┏━━

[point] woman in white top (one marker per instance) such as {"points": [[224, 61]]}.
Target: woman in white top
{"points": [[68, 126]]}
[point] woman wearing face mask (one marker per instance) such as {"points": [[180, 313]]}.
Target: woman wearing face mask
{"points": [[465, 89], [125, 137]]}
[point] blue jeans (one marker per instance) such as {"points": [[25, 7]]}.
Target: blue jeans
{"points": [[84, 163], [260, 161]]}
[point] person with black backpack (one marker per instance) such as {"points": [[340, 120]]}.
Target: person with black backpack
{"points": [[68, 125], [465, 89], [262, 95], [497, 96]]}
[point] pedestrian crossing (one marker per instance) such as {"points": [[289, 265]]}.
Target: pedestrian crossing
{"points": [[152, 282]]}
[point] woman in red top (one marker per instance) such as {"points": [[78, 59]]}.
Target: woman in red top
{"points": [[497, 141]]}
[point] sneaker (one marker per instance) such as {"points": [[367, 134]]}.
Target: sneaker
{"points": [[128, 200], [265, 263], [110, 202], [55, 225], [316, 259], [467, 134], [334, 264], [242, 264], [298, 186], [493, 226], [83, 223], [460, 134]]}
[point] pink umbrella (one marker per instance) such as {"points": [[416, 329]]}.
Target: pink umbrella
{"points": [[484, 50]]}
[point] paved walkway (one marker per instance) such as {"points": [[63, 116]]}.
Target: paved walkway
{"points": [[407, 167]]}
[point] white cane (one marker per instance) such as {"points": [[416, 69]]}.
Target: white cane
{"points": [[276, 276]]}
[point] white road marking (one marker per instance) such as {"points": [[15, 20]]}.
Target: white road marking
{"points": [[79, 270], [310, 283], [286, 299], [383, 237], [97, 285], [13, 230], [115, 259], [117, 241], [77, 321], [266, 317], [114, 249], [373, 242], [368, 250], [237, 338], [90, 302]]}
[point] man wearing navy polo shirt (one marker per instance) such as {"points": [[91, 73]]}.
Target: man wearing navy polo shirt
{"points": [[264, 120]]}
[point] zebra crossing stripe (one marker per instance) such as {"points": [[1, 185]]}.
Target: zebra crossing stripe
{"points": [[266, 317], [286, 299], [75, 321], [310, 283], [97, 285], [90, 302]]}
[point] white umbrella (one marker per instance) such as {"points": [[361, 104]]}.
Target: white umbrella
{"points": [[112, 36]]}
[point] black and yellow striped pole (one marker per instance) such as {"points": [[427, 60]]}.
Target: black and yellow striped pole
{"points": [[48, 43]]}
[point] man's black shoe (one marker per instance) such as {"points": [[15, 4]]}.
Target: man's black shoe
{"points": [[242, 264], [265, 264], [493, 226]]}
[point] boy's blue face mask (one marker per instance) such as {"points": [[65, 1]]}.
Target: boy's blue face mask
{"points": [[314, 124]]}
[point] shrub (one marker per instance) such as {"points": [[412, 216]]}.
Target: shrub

┗━━

Can you print every item above again, word for word and in the same order?

[point] woman in white top (one marker per instance) such as {"points": [[224, 61]]}.
Target: woman in white top
{"points": [[68, 126]]}
[point] woman wearing face mask (one marker per instance) such as {"points": [[180, 313]]}.
Target: woman wearing face mask
{"points": [[465, 89], [125, 137]]}
[point] blue jeans (one marker per instance) such as {"points": [[25, 7]]}.
Target: blue jeans
{"points": [[84, 163], [260, 161]]}
[point] person with black backpack (one marker per instance) such as {"points": [[340, 120]]}.
Target: person with black backpack
{"points": [[68, 125], [465, 89], [262, 95], [497, 96]]}
[point] pedestrian crossing (one marker per instance) such as {"points": [[289, 265]]}.
Target: pedestrian crossing
{"points": [[152, 282]]}
[point] woman in red top (one marker per instance) such as {"points": [[78, 59]]}.
Target: woman in red top
{"points": [[497, 141]]}
[point] sneaker (one marker per instance) such as {"points": [[367, 134]]}.
Target: sneaker
{"points": [[128, 200], [265, 263], [110, 202], [55, 225], [316, 259], [467, 134], [334, 264], [242, 264], [298, 186], [493, 226], [83, 223], [460, 134]]}
[point] pink umbrella (one marker per instance) such as {"points": [[416, 329]]}.
Target: pink umbrella
{"points": [[484, 50]]}
[point] paved walkway (one marker per instance) such as {"points": [[63, 116]]}.
Target: paved walkway
{"points": [[407, 167]]}
[point] white cane (one marker per instance) such as {"points": [[416, 69]]}.
Target: white cane
{"points": [[276, 276]]}
[point] white road marking (one marker per instance) such as {"points": [[15, 20]]}.
Target: white road marking
{"points": [[79, 270], [310, 283], [286, 299], [383, 237], [97, 285], [13, 230], [115, 259], [117, 241], [77, 321], [266, 317], [114, 249], [373, 242], [368, 250], [237, 338], [90, 302]]}
[point] man wearing navy polo shirt (one marker per instance) such as {"points": [[91, 73]]}.
Target: man wearing navy polo shirt
{"points": [[264, 120]]}
[point] zebra crossing stripe (one marker per instance) such as {"points": [[1, 185]]}.
Target: zebra crossing stripe
{"points": [[266, 317], [286, 299], [75, 321], [310, 283], [97, 285], [90, 302]]}
[point] white umbrella (one marker per instance) such as {"points": [[361, 104]]}.
Target: white umbrella
{"points": [[112, 36]]}
[point] black and yellow striped pole (one marker per instance) such as {"points": [[427, 60]]}.
Target: black and yellow striped pole
{"points": [[48, 43]]}
[point] man's black shoe (one marker per instance) such as {"points": [[15, 4]]}.
Target: man's black shoe
{"points": [[242, 264], [265, 264], [493, 226]]}
[point] boy's blue face mask (one marker per instance) such as {"points": [[65, 1]]}.
Target: boy's blue face mask
{"points": [[314, 124]]}
[point] shrub (one marker per instance) such as {"points": [[412, 216]]}.
Target: shrub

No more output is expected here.